[Data under study — start]
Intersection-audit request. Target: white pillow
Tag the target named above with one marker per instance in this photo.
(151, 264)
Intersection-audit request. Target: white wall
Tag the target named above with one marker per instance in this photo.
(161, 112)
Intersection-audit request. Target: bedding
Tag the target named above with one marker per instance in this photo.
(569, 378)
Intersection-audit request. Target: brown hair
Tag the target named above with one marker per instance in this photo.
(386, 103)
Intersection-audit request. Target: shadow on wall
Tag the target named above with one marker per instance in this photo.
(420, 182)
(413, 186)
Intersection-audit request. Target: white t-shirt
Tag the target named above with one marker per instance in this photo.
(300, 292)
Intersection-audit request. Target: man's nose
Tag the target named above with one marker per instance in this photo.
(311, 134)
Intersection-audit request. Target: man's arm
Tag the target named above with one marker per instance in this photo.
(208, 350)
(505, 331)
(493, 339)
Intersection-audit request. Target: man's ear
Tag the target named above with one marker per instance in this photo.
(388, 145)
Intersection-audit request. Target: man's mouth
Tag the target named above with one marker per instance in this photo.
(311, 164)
[Data under study — finish]
Exercise aim
All lines of the listing holding the string "wall" must be returned, copied as they stand.

Answer for this exercise
Intersection-audit request. Target: white wall
Intersection-audit request. Target: shadow on wall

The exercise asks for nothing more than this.